Top of DATA EXTRACT

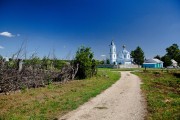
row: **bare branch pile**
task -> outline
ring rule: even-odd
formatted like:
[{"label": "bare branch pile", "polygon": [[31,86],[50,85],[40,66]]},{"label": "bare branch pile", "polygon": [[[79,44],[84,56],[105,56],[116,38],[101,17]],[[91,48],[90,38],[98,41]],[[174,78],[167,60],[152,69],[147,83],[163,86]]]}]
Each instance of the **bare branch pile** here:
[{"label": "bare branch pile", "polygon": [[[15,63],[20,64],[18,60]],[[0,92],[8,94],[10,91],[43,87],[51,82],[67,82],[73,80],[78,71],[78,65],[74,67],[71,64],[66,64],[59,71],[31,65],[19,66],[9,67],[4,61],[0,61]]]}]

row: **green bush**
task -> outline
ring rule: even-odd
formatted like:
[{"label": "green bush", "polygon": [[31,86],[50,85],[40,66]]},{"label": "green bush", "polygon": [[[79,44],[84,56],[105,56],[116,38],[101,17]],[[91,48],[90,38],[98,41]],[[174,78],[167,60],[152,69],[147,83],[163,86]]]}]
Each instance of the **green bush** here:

Bottom of DATA EXTRACT
Top of DATA EXTRACT

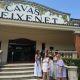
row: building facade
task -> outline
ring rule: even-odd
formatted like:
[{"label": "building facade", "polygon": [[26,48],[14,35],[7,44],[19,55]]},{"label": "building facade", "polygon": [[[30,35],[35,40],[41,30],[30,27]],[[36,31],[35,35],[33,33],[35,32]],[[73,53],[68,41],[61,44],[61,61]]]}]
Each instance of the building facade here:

Bottom of DATA EXTRACT

WHAT IS REQUIRED: In the listing above, find the line with "row: **bare branch pile**" and the line with "Each instance of the **green". Output those two lines and every line between them, exactly as written.

WORKED SOLUTION:
row: **bare branch pile**
task -> outline
ring rule: even-odd
formatted like:
[{"label": "bare branch pile", "polygon": [[31,86],[50,85],[40,66]]},{"label": "bare branch pile", "polygon": [[[79,44],[84,56],[105,56],[116,38],[101,17]],[[91,48],[90,38],[98,41]],[[174,78],[167,60],[152,69],[147,83],[163,86]]]}]
Each instance of the **bare branch pile** here:
[{"label": "bare branch pile", "polygon": [[[15,63],[20,64],[18,60]],[[0,92],[8,94],[10,91],[43,87],[51,82],[67,82],[73,80],[78,71],[78,65],[74,67],[71,64],[66,64],[59,71],[31,65],[19,66],[9,67],[4,61],[0,61]]]}]

row: **green bush**
task -> outline
ring rule: even-odd
formatted like:
[{"label": "green bush", "polygon": [[31,86],[50,85],[40,66]]},{"label": "green bush", "polygon": [[[79,44],[84,56],[105,56],[116,38],[101,17]],[[91,48],[90,38],[98,41]],[[174,78],[167,60],[152,69],[147,83],[163,86]]]}]
Each instance of the **green bush** here:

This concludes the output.